**Work instructions**:
An exact reproduction of the data below is the required answer.

(Dataset items)
* * * * * * *
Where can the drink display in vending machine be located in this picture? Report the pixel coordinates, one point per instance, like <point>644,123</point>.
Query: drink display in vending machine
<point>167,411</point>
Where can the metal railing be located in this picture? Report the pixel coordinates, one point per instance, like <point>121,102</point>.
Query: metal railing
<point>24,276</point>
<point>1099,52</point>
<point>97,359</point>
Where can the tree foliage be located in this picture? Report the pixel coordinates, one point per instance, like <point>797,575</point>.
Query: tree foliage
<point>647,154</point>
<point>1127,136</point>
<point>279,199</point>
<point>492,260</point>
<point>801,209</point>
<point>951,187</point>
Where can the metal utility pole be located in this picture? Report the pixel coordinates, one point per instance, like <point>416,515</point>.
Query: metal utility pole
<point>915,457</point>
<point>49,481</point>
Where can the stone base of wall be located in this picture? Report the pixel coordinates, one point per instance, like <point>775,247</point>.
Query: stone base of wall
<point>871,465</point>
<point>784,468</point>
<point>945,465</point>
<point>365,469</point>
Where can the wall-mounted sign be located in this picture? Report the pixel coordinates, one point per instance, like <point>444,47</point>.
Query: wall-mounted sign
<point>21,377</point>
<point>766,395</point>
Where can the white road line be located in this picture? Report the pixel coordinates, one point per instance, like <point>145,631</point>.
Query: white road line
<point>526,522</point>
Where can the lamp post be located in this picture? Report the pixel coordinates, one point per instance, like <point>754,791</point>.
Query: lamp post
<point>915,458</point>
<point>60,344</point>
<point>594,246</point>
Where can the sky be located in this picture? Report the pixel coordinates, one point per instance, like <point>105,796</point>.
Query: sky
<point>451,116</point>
* * * * * * *
**The answer**:
Where can the drink display in vending machine be located in this picture? Report the pixel coordinates, one point per instance, like <point>644,123</point>.
Query: drink display in vending machine
<point>167,411</point>
Where can the metal railing be located in this picture? Report the pixel coordinates, one point per instance, like <point>121,102</point>.
Query: metal railing
<point>24,276</point>
<point>1099,52</point>
<point>97,359</point>
Where can the tree foliage be located in this picture? Report the pixel coordinates, one point per instance, like <point>797,575</point>.
Query: tree foliage
<point>647,154</point>
<point>1127,136</point>
<point>279,199</point>
<point>492,260</point>
<point>801,209</point>
<point>951,187</point>
Where can the metal utility pole be located in this picture? Report the pixel coordinates, one point per instance, like <point>416,515</point>.
Query: metal utility pole
<point>915,457</point>
<point>49,481</point>
Where can the stone base of wall be located in this picture? Report the pixel coordinates, one point per instance, like <point>775,247</point>.
Query: stone base of wall
<point>871,465</point>
<point>784,468</point>
<point>945,465</point>
<point>365,469</point>
Where can the wall-mounted sign be located in this picture? Report the pixel coordinates, one point per instance, like <point>444,47</point>.
Query: wall-mounted sign
<point>21,377</point>
<point>766,395</point>
Where can the white road line be located in this picture? Report the pixel coordinates, one point per instance, like <point>145,631</point>.
Query: white road line
<point>526,522</point>
Where can the lamp post be located in this picture? Report the pixel coordinates, one point per instance, like <point>754,791</point>.
Query: lamp post
<point>915,458</point>
<point>60,344</point>
<point>594,246</point>
Where can the sky be located in this picture? Report the pixel coordinates, one point per instance, like <point>105,796</point>.
Query: sky
<point>451,116</point>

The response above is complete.